+++ Given data

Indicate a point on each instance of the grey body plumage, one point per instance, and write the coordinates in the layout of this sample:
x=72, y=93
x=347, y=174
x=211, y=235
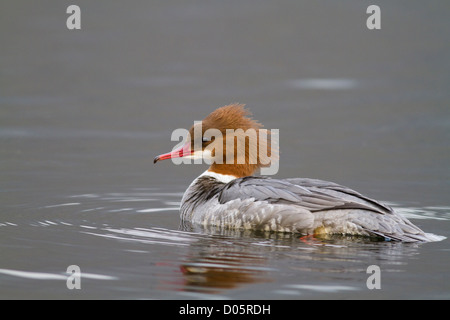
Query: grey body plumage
x=299, y=205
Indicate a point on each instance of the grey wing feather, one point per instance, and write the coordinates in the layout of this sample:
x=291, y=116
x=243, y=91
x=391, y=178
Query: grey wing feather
x=328, y=202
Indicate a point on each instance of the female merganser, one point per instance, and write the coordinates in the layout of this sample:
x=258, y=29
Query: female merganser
x=227, y=195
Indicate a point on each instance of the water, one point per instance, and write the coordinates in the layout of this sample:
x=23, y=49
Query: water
x=83, y=113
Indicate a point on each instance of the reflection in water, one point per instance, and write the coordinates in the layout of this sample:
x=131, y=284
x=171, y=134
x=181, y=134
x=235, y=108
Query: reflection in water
x=224, y=266
x=231, y=258
x=209, y=261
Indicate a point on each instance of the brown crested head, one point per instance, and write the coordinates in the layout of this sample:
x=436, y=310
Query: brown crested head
x=230, y=141
x=233, y=140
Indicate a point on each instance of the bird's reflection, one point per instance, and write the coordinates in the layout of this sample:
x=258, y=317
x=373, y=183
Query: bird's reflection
x=227, y=259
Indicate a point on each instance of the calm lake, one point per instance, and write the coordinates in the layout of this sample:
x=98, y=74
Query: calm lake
x=84, y=112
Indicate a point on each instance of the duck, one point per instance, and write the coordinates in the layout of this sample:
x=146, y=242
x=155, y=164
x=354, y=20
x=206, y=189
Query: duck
x=229, y=195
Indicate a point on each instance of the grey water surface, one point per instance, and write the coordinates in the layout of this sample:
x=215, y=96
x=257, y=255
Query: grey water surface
x=83, y=113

++++++

• What is required:
Retype, exactly and only, the lines running from the one with "x=206, y=189" through the final line of the listing above.

• Answer to the problem:
x=206, y=189
Query: duck
x=229, y=195
Indicate a point on each instance of the grey water surface, one point per instance, and write the coordinates in the layout of this sample:
x=215, y=96
x=257, y=255
Query: grey water surface
x=83, y=113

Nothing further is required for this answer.